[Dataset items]

□ □ □ □

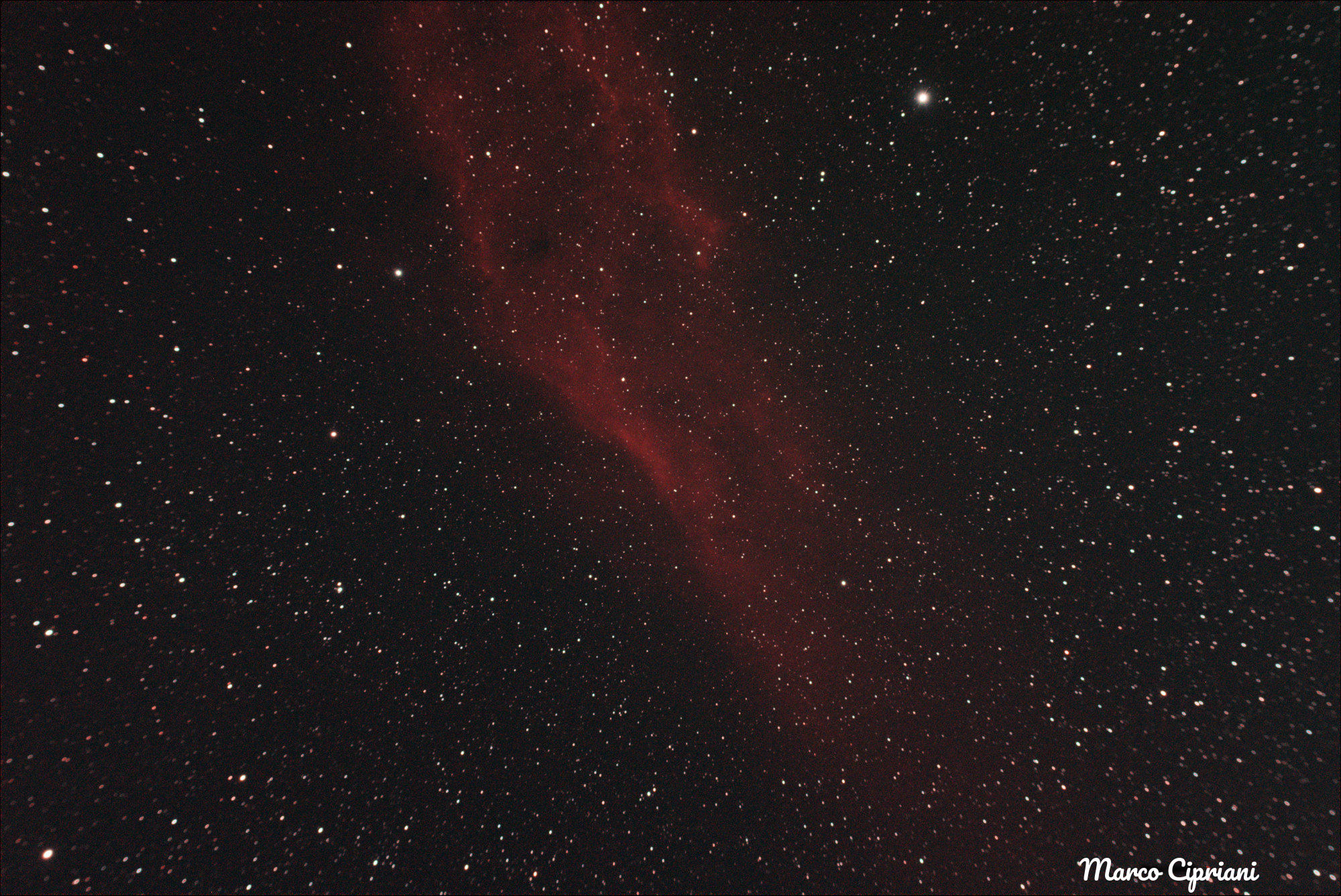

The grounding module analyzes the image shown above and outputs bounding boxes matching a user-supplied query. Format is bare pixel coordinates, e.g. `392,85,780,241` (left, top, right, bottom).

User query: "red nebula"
390,4,896,751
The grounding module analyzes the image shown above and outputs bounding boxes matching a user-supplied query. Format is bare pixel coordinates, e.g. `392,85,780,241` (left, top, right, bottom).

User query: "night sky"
0,3,1341,893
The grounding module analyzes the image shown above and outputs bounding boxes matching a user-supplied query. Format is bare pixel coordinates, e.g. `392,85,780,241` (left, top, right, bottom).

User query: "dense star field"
0,3,1341,893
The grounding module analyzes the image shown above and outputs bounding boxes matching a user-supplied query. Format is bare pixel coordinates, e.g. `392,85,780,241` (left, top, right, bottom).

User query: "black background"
0,3,1338,892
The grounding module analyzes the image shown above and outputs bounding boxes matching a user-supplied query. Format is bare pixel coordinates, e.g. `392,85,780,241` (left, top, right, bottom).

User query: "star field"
0,3,1341,893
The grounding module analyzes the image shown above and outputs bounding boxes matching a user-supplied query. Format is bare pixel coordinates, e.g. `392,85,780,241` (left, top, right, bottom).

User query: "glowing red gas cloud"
390,4,890,727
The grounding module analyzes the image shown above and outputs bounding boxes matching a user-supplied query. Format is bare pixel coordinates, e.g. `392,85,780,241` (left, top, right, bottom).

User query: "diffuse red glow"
392,4,890,728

□ □ □ □

## Instructions for the task
Rewrite all of these records in full, requests included, multiplying each bounding-box coordinate in the answers by 1.4 and rounding to whole numbers, with halves rounded up. Leave the numbers in the requests and their format sample unchanged, and leave the pictures out.

## Solution to the problem
The grounding module analyzes the image shown above and outputs bounding boxes matching a user-supplied query. Format is bare pixel coordinates, e.g. `392,85,780,241` (left, top, right, bottom).

User query: "red nebula"
546,6,1254,1051
The grounding module analyzes the image shown above and outputs bounding boxes matching a user-supplied query. Format is bare pixel coordinates, e.g. `392,85,780,241` (left, top, right, bottom).

User query: "night sky"
0,4,1877,1250
The grounding module analyzes the image shown above and outputs bounding boxes matching a user-supplied query. Format is bare pixel coordinates, e.g. `392,85,780,241` (left, top, right, bottom).

User query: "dense star field"
0,4,1877,1250
The grounding module analyzes the image shown above and outputs bounding boxes matching a user-supplied query. Format is bare pixel coordinates, e.g. `392,85,780,241` (left, top, right, bottom).

User query: "black background"
0,4,1873,1249
The grounding module analyzes the image shown above and outputs bounding boxes matching a user-supplied query. Format is bare pixel coordinates, e.g. `392,85,780,241` (left, top, right, bottom).

User query: "star field"
0,4,1877,1250
The grounding module analyzes the image shown above and outputs bounding boxes matching a user-supplied query. Format is bare pixel coordinates, e.g. `392,85,780,241` (left, top, right, bottom).

User query: "glowing red gas cloud"
546,6,1246,1018
The grounding module analyzes the image shown above and outputs bounding boxes matching a user-supplied query. Format is bare pixel coordinates, e.g. `392,85,780,241` (left, top, right, bottom).

User query: "diffuse red glow"
549,6,1246,1019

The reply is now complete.